Given instruction.
Gather every line of the listing below that contains the string "eyebrow". The match is case-sensitive.

Recorded information.
....................

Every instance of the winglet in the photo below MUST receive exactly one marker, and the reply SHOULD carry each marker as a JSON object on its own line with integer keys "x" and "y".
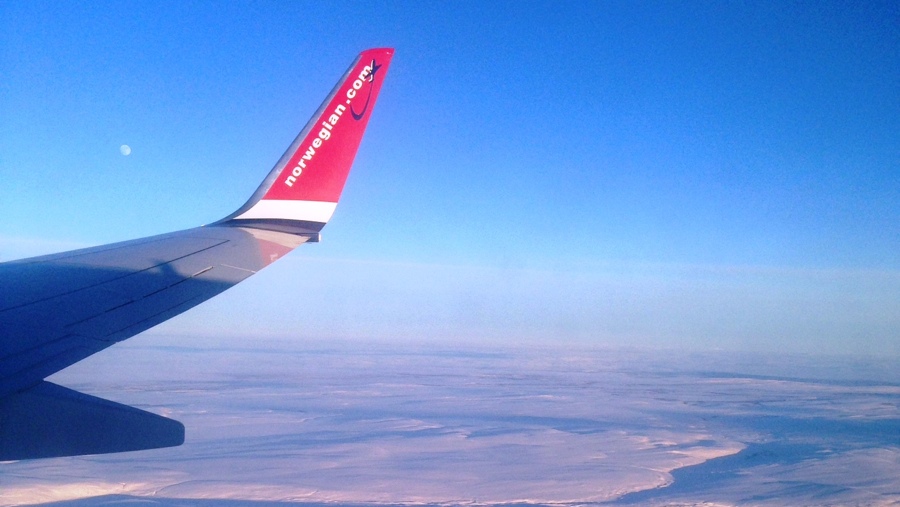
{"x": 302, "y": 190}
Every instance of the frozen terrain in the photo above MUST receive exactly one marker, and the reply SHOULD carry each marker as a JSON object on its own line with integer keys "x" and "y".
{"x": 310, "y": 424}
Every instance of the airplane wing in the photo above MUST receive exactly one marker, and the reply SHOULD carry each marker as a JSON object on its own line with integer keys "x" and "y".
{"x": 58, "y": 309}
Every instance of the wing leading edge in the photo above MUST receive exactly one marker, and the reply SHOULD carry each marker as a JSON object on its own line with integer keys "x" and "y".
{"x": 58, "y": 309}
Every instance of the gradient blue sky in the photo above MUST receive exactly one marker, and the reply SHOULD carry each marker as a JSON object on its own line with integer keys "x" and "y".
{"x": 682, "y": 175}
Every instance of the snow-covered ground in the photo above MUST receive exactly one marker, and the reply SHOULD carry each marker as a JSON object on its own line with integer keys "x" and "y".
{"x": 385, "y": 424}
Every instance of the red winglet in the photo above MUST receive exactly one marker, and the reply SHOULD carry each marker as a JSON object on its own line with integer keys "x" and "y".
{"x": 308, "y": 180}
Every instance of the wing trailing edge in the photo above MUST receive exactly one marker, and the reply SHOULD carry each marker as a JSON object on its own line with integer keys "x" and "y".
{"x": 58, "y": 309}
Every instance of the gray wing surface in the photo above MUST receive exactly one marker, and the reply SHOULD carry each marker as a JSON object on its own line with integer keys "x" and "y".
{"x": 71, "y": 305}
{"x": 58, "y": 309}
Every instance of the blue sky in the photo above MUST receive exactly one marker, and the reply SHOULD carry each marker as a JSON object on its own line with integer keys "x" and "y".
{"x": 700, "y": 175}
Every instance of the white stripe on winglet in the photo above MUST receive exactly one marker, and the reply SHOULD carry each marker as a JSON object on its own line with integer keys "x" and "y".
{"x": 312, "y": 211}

....................

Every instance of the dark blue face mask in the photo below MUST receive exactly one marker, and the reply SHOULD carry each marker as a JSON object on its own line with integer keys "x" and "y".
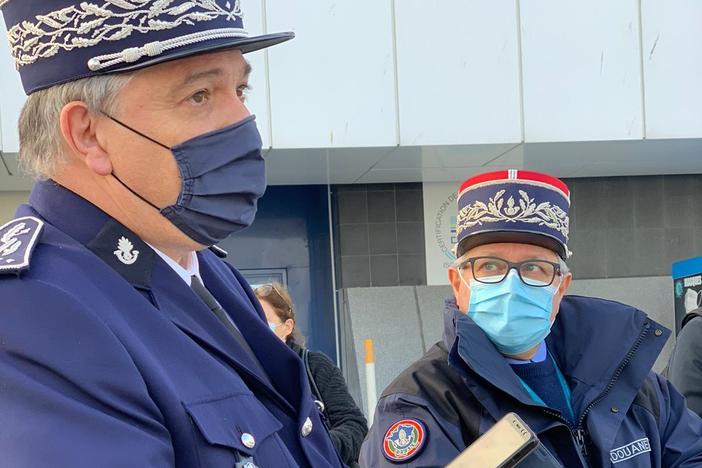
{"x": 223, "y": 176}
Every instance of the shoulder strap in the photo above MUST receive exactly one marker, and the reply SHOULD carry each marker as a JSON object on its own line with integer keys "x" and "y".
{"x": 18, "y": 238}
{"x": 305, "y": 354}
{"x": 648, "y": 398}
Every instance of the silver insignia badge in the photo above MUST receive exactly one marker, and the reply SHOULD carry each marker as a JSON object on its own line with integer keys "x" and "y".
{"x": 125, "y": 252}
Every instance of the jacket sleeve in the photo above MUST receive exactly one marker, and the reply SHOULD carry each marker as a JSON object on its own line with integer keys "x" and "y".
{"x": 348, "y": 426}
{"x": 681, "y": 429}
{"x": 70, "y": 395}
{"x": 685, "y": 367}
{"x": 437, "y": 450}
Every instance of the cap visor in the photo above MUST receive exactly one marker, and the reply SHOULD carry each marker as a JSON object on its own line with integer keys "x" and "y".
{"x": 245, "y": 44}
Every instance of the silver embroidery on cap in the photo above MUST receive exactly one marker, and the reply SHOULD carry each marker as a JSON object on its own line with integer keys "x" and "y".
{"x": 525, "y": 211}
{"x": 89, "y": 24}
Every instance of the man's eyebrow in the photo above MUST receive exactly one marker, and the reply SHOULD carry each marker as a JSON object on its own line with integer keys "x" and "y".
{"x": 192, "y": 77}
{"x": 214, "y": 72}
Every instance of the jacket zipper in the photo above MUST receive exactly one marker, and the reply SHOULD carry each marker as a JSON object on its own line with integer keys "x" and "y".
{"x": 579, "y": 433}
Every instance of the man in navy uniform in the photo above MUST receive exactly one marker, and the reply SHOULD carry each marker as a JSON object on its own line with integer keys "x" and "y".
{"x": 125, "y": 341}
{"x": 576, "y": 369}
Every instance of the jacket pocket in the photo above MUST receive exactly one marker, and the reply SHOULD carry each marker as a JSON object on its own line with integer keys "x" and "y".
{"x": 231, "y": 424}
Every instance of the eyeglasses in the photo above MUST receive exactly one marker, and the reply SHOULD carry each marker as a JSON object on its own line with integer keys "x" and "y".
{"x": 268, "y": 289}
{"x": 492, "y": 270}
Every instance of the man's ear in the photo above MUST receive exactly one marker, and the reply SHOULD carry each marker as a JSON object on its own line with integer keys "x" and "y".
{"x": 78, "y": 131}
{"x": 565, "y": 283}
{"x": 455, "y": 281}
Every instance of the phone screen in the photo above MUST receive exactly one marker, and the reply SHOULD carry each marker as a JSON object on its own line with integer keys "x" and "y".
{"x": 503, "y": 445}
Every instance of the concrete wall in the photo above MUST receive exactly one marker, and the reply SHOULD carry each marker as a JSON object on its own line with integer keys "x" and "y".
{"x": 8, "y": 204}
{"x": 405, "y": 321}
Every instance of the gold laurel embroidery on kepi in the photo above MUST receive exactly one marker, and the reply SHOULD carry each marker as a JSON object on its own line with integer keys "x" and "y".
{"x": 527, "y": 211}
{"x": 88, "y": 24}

....................

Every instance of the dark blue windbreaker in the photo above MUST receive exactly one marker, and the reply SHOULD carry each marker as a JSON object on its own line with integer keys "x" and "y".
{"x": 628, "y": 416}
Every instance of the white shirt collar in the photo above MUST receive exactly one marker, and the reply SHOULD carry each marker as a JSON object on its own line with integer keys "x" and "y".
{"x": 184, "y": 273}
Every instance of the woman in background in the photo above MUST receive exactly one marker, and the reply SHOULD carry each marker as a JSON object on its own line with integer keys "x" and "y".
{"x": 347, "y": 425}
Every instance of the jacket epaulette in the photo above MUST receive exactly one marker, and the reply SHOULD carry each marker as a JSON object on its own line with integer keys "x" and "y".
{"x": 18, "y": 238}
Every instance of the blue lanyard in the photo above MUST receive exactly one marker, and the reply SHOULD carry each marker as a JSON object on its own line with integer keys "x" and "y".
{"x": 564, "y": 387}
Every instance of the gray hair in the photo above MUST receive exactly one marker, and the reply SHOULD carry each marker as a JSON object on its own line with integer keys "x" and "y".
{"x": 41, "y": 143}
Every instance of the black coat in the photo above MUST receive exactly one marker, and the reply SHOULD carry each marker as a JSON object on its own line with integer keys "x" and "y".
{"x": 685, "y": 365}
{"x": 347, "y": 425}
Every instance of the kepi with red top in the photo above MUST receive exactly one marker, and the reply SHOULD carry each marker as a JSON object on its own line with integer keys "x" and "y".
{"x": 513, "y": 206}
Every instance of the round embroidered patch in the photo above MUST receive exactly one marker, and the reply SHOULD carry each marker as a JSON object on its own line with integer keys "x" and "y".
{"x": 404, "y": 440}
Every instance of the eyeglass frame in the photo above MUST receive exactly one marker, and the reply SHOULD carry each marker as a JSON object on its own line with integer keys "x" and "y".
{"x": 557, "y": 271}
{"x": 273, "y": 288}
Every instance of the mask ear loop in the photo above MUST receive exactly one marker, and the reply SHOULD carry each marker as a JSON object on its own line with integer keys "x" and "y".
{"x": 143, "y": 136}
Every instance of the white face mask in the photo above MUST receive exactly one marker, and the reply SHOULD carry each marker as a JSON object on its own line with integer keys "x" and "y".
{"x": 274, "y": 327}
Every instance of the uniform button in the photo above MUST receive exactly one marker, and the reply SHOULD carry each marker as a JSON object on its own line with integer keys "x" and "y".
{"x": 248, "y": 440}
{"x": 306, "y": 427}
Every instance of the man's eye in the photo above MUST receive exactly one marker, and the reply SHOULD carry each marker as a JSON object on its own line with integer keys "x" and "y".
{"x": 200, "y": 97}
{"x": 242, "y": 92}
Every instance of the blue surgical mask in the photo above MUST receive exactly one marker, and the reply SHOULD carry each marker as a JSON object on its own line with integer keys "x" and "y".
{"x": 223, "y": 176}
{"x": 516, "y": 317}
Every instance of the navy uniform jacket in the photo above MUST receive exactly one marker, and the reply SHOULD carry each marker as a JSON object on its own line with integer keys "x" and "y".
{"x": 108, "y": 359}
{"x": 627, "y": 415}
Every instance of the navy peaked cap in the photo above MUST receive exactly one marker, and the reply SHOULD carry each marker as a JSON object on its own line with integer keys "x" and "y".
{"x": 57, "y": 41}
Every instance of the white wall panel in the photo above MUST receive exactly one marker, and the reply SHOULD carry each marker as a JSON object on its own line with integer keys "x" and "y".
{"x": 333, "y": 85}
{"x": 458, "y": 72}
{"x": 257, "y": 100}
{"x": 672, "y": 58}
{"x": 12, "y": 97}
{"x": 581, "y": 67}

....................

Response for this exercise.
Every instance of the man's eyebrow in the photo above MUST receive exactly one marker, and the reply SHOULD carry each marker as a JSON object on its own line with integer keys "x" and "y".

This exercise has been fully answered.